GOAL
Please retype the part of the records that opens with the line containing "Give the mask of every instance of the white baseboard" and closes with the line containing "202), (0, 214)]", keeping every character unchanged and including both of those lines. Copy nothing outside that span.

MATERIAL SHOWN
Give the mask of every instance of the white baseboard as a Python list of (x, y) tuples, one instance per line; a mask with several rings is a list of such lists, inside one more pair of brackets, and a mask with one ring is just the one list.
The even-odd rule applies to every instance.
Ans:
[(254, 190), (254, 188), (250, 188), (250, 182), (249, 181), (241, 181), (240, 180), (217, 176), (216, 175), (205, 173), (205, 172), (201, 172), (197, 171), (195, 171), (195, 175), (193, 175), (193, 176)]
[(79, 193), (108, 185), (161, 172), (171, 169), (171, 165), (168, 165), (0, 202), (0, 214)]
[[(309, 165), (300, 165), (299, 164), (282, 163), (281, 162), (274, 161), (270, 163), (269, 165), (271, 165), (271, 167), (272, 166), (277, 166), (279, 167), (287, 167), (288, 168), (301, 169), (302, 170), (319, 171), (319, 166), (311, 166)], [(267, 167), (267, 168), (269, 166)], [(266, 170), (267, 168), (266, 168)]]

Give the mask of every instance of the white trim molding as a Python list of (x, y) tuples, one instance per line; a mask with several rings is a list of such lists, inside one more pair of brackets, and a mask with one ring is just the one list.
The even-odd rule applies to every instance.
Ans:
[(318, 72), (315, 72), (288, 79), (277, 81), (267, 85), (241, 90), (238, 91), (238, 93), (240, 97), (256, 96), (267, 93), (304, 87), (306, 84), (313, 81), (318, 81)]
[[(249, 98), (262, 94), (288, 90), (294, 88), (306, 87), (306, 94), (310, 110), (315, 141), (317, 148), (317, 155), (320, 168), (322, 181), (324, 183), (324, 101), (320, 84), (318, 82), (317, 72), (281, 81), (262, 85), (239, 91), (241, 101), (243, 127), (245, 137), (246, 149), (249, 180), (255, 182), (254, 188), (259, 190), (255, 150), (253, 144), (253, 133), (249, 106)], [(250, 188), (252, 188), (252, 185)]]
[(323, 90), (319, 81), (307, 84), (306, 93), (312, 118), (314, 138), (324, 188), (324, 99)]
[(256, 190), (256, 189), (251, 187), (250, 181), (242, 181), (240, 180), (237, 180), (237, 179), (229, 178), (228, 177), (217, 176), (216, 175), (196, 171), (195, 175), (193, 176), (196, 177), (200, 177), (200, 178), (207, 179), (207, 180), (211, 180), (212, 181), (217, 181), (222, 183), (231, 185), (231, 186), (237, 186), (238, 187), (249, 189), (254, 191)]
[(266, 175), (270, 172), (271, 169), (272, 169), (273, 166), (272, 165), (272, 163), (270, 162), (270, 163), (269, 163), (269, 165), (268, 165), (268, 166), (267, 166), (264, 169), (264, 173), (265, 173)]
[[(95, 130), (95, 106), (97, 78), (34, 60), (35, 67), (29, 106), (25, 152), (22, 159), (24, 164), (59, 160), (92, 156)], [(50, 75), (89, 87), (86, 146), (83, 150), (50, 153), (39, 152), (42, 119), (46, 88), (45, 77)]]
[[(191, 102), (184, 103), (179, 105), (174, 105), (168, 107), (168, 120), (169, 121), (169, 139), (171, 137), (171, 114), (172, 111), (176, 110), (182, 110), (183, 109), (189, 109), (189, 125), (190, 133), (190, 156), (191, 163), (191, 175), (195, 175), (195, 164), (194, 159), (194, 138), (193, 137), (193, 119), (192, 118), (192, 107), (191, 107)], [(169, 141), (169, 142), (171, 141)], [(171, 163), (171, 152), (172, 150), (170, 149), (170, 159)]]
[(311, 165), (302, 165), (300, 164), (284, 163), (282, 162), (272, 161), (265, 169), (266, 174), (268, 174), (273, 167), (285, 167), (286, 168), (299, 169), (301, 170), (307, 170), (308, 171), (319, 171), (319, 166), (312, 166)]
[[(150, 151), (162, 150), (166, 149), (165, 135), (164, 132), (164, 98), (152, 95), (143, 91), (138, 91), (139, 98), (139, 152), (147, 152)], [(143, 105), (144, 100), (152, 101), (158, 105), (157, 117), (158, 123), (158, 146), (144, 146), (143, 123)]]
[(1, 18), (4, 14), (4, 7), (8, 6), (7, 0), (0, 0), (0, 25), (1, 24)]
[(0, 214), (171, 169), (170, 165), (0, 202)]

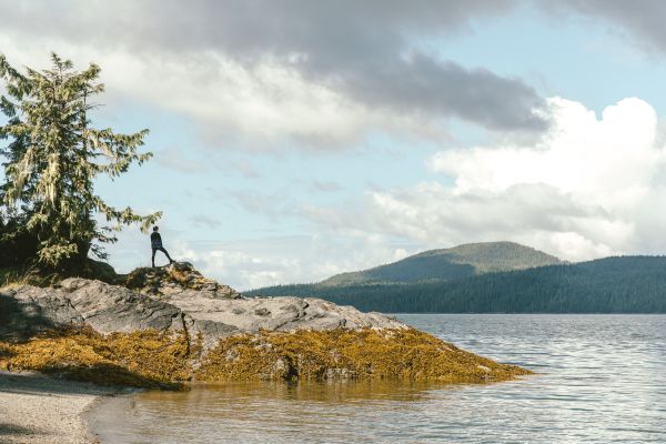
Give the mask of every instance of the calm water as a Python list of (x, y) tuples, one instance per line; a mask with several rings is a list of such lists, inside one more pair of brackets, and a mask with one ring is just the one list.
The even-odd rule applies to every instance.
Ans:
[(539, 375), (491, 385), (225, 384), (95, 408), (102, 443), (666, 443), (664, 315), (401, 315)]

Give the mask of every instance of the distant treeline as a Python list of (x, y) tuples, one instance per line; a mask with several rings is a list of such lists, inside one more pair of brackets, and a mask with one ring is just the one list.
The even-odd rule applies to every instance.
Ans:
---
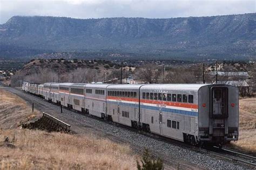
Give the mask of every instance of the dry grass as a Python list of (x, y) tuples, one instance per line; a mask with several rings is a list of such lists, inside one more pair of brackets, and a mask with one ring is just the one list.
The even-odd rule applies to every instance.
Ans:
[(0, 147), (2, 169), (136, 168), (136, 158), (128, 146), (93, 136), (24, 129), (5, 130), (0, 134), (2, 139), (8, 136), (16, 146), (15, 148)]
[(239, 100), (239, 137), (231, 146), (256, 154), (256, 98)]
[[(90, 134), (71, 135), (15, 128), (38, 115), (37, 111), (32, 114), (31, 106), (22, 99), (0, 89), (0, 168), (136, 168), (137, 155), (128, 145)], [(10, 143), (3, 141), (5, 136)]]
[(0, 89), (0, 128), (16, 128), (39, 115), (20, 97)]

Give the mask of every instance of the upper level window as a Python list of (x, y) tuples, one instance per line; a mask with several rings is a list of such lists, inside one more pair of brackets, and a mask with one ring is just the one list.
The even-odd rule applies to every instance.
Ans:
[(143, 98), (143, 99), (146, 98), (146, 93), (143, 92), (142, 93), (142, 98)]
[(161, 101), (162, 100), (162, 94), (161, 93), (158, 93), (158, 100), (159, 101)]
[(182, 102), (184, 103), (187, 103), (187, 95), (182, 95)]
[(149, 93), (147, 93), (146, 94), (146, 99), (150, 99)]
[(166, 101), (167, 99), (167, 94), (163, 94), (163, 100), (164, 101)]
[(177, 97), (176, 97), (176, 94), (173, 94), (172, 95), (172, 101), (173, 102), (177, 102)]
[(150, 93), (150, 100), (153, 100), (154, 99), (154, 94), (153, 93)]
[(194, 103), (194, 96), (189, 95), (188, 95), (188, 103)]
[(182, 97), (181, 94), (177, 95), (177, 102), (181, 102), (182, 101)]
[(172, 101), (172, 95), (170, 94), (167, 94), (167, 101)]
* * *
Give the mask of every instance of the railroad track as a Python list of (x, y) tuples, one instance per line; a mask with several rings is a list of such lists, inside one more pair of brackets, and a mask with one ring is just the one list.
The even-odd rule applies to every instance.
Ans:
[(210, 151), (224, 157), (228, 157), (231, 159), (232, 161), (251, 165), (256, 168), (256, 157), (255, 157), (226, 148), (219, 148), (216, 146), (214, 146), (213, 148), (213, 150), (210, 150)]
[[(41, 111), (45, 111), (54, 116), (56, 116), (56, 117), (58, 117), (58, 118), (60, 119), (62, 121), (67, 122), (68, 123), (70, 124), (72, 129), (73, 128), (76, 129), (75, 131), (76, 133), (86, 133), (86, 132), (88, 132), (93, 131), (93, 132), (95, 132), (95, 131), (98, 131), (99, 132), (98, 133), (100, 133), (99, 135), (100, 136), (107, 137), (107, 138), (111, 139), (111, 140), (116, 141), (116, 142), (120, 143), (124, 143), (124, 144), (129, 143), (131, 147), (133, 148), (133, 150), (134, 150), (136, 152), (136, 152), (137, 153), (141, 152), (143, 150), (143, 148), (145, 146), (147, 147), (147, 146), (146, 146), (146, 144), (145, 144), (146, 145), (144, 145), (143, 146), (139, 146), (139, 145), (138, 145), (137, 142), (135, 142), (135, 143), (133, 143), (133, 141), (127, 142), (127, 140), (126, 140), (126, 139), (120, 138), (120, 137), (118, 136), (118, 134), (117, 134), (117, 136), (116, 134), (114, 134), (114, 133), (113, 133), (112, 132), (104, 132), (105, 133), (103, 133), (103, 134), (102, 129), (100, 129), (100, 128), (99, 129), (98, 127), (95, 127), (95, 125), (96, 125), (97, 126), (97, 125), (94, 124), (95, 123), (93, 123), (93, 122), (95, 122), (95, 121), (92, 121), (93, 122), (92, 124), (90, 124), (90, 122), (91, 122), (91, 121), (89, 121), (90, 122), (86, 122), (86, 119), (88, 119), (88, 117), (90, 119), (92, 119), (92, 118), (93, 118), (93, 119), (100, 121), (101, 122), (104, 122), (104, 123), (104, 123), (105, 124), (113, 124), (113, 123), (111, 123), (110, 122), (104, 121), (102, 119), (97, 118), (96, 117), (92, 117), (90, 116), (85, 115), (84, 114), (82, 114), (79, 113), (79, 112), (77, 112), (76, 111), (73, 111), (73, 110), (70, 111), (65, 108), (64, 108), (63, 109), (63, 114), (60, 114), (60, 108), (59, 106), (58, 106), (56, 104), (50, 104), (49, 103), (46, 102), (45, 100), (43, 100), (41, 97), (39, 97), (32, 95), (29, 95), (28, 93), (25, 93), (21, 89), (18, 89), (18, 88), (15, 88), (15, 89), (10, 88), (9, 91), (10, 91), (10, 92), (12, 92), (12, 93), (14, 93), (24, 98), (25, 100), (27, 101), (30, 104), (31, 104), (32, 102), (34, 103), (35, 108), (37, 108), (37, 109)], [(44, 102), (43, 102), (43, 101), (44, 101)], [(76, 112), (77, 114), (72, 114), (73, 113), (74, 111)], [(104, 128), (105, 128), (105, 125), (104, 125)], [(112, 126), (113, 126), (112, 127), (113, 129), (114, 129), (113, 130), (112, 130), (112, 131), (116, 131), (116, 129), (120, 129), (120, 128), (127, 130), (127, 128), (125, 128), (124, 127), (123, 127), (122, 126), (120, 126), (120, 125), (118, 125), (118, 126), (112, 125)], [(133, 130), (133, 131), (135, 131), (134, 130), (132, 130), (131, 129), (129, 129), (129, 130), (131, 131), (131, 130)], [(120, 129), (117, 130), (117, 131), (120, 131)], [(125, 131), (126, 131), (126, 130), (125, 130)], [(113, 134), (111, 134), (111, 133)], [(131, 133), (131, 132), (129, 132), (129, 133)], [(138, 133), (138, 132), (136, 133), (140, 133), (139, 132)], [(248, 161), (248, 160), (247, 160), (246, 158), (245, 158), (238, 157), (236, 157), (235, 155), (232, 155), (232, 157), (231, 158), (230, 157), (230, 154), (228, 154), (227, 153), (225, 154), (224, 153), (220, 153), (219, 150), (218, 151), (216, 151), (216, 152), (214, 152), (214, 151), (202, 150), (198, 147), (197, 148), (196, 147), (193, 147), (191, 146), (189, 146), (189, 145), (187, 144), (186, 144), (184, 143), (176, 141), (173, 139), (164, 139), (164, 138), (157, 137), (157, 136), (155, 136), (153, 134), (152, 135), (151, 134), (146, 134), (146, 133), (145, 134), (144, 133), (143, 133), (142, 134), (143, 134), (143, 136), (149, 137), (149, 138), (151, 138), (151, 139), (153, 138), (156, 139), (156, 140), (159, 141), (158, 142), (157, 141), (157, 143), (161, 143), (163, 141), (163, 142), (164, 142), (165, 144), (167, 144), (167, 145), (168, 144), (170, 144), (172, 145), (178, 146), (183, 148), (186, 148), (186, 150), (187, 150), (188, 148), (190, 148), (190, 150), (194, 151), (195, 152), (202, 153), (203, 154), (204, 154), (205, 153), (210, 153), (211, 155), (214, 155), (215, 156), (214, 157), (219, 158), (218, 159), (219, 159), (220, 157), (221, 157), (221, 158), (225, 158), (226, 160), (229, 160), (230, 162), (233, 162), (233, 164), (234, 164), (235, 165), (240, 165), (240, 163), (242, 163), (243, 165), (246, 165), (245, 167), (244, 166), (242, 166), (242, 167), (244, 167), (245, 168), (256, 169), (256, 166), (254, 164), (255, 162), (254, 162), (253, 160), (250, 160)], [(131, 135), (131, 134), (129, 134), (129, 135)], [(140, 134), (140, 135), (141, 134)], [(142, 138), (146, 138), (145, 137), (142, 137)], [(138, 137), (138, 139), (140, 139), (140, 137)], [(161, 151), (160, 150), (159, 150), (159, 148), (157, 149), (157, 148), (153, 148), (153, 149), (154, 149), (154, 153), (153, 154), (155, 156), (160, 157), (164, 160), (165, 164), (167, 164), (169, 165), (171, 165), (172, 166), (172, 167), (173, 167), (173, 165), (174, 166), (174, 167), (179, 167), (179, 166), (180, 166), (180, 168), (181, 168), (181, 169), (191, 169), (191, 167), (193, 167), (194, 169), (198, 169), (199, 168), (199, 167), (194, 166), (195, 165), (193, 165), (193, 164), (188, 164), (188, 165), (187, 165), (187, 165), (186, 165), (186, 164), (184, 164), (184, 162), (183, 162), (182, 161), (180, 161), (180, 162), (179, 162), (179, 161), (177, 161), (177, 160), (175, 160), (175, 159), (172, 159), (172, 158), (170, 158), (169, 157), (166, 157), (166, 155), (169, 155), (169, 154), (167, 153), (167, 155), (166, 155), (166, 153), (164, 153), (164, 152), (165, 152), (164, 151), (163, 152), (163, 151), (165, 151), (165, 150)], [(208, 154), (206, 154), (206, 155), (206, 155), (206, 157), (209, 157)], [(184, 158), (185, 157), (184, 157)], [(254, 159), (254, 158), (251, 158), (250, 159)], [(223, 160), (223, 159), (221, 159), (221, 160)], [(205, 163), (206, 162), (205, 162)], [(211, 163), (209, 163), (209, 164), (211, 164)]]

RESULT OF THIS EXERCISE
Give the mask of every instance of the white baseboard as a Python list of (x, y) tuples, one instance per line; a mask with several rings is a list of such lists, inside one more pair of brackets, and a mask with one ring is just the one list.
The even-odd rule applies to every instance.
Ans:
[(254, 190), (254, 188), (250, 188), (250, 182), (249, 181), (241, 181), (240, 180), (217, 176), (216, 175), (205, 173), (205, 172), (201, 172), (197, 171), (195, 171), (195, 175), (193, 175), (193, 176)]
[(79, 193), (108, 185), (161, 172), (171, 169), (171, 165), (168, 165), (0, 202), (0, 214)]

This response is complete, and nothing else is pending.